Consignes de l'exercice:
A: Renommez « médiaplanning » en « planification média » dans l'extrait sur la qualité d'exposition à la publicité, puis restituez le passage compris entre « Ainsi, en termes » et « un frein majeur. », bornes incluses.
B: D'après l'extrait sur la qualité d'exposition à la publicité, quelle part des adultes testés a porté la totalité de son attention aux programmes diffusés en prime-time en semaine ?
C: Poursuivez l'extrait sur la qualité d'exposition à la publicité à partir de sa dernière phrase.

Extrait du document:
※ ※ ※
Dans notre contexte de qualité d’exposition à la publicité, nous nous intéressons principalement au cas où le message parvient à passer le seuil de l’attention. Or, l’étape suivante de traitement de l’information est contingente au niveau de ressources cognitives disponibles (cf. Anand et Sternthal, 1990). Ainsi, le manque de ressources cognitives peut conduire l’individu à ne pas traiter le message dans sa totalité, à mal l’interpréter en prenant des raccourcis ou tout simplement à ne pas être en mesure de le comprendre dans un souci de préservation et d’épargne du restant de ses ressources.
Ainsi, en termes de médiaplanning, le niveau de ressources cognitives disponibles influence la qualité du contact, la qualité de l’exposition de l’individu au message. Nous voyons bien par là qu’il est essentiel de considérer ce facteur dans la mesure de l’efficacité de la publicité. Or, ce n’est pas souvent le cas dans la réalité. Rares sont les agences qui se permettent de collecter ce type de données, puisque le coût de ce genre d’études en temps et en argent reste un frein majeur.
Cependant, certaines initiatives vont dans ce sens et sont très riches d’enseignement. A notre connaissance, seul le programme d’étude Carat Foretel Attention a mené ce genre d’investigation. Il visait à disséquer les comportements et le contexte de consommation de la télévision en Grande-Bretagne, de façon à aller plus loin que le concept usuel d’opportunité de voir (Galpin et Gullen, 2000) et prendre ainsi en compte le critère de qualité d’exposition. Il ressort de cette étude que le moment de la journée est une variable importante de l’attention portée au contenu des programmes télévisés. Ainsi, 50% des adultes testés ont porté la totalité de leur attention aux programmes diffusés en prime-time en semaine. Cependant, à d’autres moments de la journée, ce taux d’attention totale peut tomber aussi bas que 15%. Le comportement des mères au foyer ayant des enfants est le plus extrême en termes de faible attention portée au programme : selon le moment de la journée, entre 19 et 90% d’entre elles portent peu ou pas du tout d’attention au programme diffusé.
Les études académiques portant sur les conditions de réception de la publicité
• Les facteurs contextuels : liés aux conditions d’exposition
Si les tests de copies publicitaires se font généralement dans des salles isolées où les consommateurs testés ont les yeux rivés sur les publicités présentées, il en va tout autrement dans la réalité. Le plus souvent, les consommateurs sont en train d’effectuer une activité quelconque, qui les occupe principalement, quand ils sont exposés aux publicités ambiantes.
※ ※ ※
Enregistrements:
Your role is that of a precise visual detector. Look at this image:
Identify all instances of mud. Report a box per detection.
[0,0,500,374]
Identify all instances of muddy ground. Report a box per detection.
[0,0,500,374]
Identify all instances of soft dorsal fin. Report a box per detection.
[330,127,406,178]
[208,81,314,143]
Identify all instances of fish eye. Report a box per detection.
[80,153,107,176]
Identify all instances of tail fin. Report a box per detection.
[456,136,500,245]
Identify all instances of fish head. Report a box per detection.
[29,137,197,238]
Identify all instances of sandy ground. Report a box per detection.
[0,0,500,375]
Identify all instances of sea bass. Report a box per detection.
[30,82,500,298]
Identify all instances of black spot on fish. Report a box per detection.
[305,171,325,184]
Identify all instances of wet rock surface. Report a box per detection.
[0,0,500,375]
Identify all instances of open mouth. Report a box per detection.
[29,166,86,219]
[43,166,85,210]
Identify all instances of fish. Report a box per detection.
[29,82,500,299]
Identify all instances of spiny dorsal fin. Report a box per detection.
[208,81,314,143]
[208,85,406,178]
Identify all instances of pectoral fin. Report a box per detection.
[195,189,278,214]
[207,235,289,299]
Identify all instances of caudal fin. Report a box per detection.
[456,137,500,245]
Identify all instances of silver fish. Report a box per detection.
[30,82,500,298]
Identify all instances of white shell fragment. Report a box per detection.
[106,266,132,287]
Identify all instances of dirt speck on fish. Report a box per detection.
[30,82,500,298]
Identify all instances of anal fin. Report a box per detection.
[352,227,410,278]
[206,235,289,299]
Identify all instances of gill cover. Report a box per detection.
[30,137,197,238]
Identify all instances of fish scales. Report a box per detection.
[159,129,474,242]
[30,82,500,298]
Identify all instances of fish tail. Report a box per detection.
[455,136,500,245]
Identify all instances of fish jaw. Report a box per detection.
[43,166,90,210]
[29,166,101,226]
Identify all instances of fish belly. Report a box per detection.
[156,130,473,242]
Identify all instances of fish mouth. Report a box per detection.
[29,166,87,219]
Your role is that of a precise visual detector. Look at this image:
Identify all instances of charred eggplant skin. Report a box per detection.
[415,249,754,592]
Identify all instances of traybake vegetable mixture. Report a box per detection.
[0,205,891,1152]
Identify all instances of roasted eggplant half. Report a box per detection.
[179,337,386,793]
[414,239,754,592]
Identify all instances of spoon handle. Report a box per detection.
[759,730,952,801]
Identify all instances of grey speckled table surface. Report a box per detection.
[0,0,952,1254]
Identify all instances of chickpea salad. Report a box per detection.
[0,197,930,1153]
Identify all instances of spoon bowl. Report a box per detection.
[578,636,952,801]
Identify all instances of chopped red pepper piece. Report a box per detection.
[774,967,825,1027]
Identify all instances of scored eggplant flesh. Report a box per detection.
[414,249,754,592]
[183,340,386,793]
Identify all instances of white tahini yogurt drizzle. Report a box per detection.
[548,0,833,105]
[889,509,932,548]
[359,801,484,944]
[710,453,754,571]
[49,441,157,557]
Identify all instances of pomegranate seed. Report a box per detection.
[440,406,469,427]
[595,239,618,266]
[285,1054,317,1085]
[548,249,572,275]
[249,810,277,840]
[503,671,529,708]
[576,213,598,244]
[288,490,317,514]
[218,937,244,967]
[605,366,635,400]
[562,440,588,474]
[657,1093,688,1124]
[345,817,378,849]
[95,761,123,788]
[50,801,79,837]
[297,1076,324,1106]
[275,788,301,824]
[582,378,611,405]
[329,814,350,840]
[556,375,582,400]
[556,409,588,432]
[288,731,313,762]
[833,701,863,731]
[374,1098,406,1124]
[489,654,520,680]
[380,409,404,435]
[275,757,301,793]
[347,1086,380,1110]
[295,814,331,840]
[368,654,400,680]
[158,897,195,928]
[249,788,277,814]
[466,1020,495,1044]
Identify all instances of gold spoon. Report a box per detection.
※ ※ ※
Réponses dans l'ordre:
A:
Ainsi, en termes de planification média, le niveau de ressources cognitives disponibles influence la qualité du contact, la qualité de l’exposition de l’individu au message. Nous voyons bien par là qu’il est essentiel de considérer ce facteur dans la mesure de l’efficacité de la publicité. Or, ce n’est pas souvent le cas dans la réalité. Rares sont les agences qui se permettent de collecter ce type de données, puisque le coût de ce genre d’études en temps et en argent reste un frein majeur.

B: 50 % des adultes testés.

C:
L’efficacité de la publicité va donc être totalement dépendante de sa capacité à attirer l’attention du consommateur et à lui emprunter un montant minimum de ressources disponibles (Anand et Sternthal, 1990). Il faut donc que les professionnels de la publicité s’intéressent non seulement au contenu de leurs annonces mais aussi au contexte dans lequel elles sont reçues (Reyburn, 2010). Un premier élément important du contexte est la présence ou non de publicités concurrentes (Ha, 1996). C’est important tout d’abord parce que cela contribue à diluer l’attention du consommateur : le consommateur doit alors diviser ses ressources disponibles en autant d’annonces publicitaires qu’il voit en même temps. C’est pourquoi dans une série de publicités (par exemple des spots successifs dans une même coupure publicitaire), il vaut mieux pour une publicité être placée au début ou à la fin de la série ; c’est ce qui optimise le traitement de l’information, la mémorisation et donc l’efficacité de la publicité (Aaker et al., 1986). Mais c’est important également parce que la présence de publicités concurrentes change le style de traitement de l’information (Malaviya et al. 1996) : s’il y a d’autres annonces pour des produits de la même catégorie, le consommateur sera plus enclin à adopter un traitement holistique de l’information alors que l’absence de publicités concurrentes permet au consommateur de se focaliser sur le seul produit promu et d’adopter alors un traitement plus analytique de l’information (Sar et al., 2010).
Un autre élément important est le media dans lequel la publicité est insérée (Derks et Arora 1993). Par exemple, l’appréciation des consommateurs du magazine ou du programme télévisuel dans lequel la publicité est insérée va jouer sur le traitement de la publicité par le consommateur (De Pelsmacker et al., 2002). La cohérence entre la publicité et le contexte dans lequel elle est placée est également primordiale (Aaker et Brown, 1972). Par exemple, Cannon (1982) montre que les valeurs exprimées dans la publicité doivent être cohérentes avec les valeurs exprimées dans le contexte pour obtenir une efficacité optimale. Perry et al. (1997) montrent que les publicités humoristiques sont plus efficaces dans un contexte lui aussi humoristique. Ce phénomène est généralement expliqué par l’effet d’amorçage (priming) : quand un individu est d’abord exposé à un stimulus précis (ici le contexte de la publicité), cela va activer une structure mentale qui va rendre plus facile le traitement d’informations similaires ou cohérentes avec ce stimulus (Herr, 1989 ; Yi, 1990, 1993).
• Les facteurs individuels : liés au consommateur
L’efficacité publicitaire est également dépendante de l’état dans lequel le consommateur se trouve quand il est exposé à la publicité.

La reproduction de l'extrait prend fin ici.